**Отрывок текста**

С июня этого (1843) года Адини начала кашлять. Мисс Броун, вместо того чтобы обратить на это внимание, заставила ее продолжать принимать морские ванны, которые считала закаливающими, и по ее почину Адини принимала их каждый день. Когда мы поехали поздней осенью в Москву, кашель настолько усилился, что Адини несколько раз просила освободить ее от вечерних приемов. Зимой она снова поправилась и в Рождественский пост могла принимать участие в службах, которым отдавалась с еще большим рвением ввиду предстоящей разлуки с нами и своим девичеством.
Фриц Гессенский приехал в сочельник к раздаче подарков. В Концертном зале были расставлены столы, каждому свой. Я получила тогда чудесный рояль фирмы Вирт, картину, нарядные платья к свадьбе Адини и от Папа браслет с сапфиром – его любимым камнем. Для Двора и светского общества был праздник с лотереей, на которой разыгрывались прекрасные фарфоровые вещи: вазы, лампы, чайные сервизы и т. д.
26 декабря было официальное празднование помолвки Адини, а на следующий день большой прием. Фриц рядом со своей прелестной невестой казался незначительным и без особой выправки. Позднее я вспоминала, как был обеспокоен старый доктор Виллие, лейб-медик дяди Михаила, после того как, пожав руку Адини, он почувствовал ее влажность. «Она, должно быть, нездорова», – сказал он тогда.

**Условие задания**
Продолжите отрывок о помолвке Адини, начав сразу после его последнего предложения.

**Исходные записи**

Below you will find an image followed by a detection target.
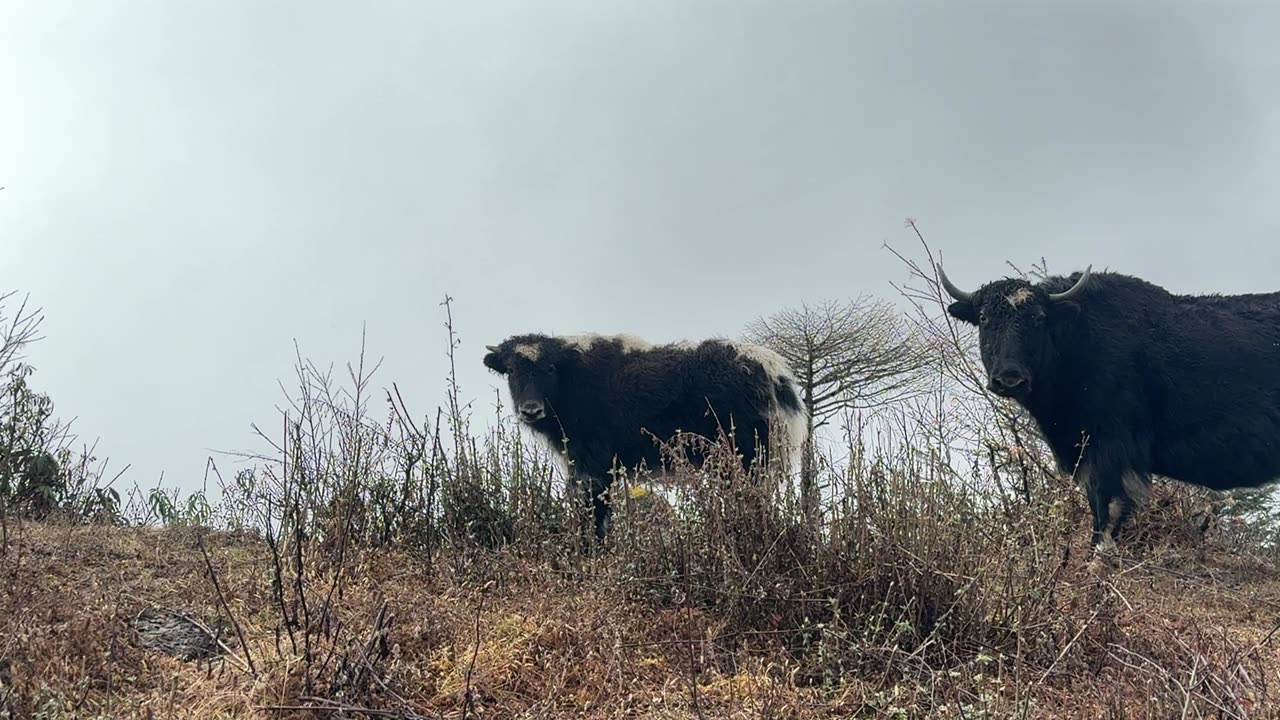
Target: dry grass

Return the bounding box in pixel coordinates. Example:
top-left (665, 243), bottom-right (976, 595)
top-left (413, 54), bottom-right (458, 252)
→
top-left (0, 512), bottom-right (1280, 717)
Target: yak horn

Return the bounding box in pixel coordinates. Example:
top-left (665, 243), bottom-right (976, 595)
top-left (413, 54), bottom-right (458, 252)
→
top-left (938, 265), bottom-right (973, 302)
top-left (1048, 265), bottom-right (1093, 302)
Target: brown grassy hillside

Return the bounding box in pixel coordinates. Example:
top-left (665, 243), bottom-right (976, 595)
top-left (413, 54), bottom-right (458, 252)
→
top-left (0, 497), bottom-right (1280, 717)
...
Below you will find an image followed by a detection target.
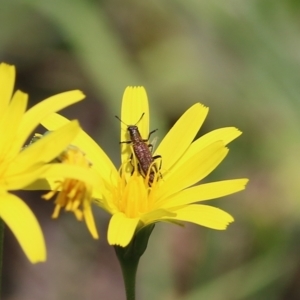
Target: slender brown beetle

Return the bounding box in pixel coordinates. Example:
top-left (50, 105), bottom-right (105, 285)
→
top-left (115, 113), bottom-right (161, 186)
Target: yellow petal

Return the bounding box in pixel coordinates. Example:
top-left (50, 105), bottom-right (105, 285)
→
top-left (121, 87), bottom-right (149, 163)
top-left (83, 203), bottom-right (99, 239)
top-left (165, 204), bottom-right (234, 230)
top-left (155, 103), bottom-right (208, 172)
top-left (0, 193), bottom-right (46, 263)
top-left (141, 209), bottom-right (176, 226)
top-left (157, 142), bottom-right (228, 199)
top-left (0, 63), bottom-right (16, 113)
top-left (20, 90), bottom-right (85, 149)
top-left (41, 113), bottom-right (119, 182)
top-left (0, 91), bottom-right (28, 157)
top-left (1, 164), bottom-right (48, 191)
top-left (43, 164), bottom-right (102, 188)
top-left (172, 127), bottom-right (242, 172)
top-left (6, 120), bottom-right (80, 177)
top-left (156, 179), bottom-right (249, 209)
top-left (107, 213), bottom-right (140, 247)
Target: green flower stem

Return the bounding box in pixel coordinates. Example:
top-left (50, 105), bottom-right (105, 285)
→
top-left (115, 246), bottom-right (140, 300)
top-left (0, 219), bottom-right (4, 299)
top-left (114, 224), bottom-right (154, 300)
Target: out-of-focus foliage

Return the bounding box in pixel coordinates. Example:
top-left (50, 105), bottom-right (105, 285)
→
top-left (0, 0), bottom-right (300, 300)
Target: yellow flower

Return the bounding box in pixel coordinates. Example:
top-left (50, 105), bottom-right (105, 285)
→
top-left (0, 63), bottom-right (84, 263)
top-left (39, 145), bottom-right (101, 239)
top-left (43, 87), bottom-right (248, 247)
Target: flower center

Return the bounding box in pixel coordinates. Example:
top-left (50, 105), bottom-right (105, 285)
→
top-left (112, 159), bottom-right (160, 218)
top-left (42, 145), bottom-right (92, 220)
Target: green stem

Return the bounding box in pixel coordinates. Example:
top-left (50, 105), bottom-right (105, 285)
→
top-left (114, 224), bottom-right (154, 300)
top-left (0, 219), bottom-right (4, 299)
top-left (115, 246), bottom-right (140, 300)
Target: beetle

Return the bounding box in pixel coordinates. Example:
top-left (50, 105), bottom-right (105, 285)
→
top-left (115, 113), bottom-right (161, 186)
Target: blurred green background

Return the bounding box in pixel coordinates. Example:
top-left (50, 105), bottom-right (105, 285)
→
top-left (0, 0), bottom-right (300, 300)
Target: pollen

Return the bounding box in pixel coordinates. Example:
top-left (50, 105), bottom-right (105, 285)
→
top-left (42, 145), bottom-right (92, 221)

**Ответ**
Отец Фрица, старый ландграф Гессенский, прибыл к предстоящим торжествам из Копенгагена. Это был человек с прекрасными манерами, очень простой в обращении, ему нельзя было дать его семидесяти лет. Очень естественный и безо всяких претензий, он принадлежал к натурам, которые любил Папа, и оба отца улыбались счастливо, глядя на Адини, прелестную невесту. После обеда невеста и жених встретились в моей комнате; меня они называли своим добрым ангелом, оттого что я вскоре их предоставила самим себе. Они ворковали часами, и свидания всегда казались им слишком короткими. Оттого что Саша и Мари в это время были в Дармштадте, я часто грустила и чувствовала себя одинокой.
1844 год
Кто жил в полном согласии с любимой сестрой, поймет, что я пережила перед приближающимся прощанием с Адини. 16 января была отпразднована свадьба. На последнем балу, заключительном после всех празднеств, во время полонеза, от радости, что все торжества кончены, танцевали бешеный галоп через все большие залы, с Папа во главе. Камер-пажи с трудом поспевали за нашими шлейфами, и за ними, задыхаясь от усилий, следовал весь Двор.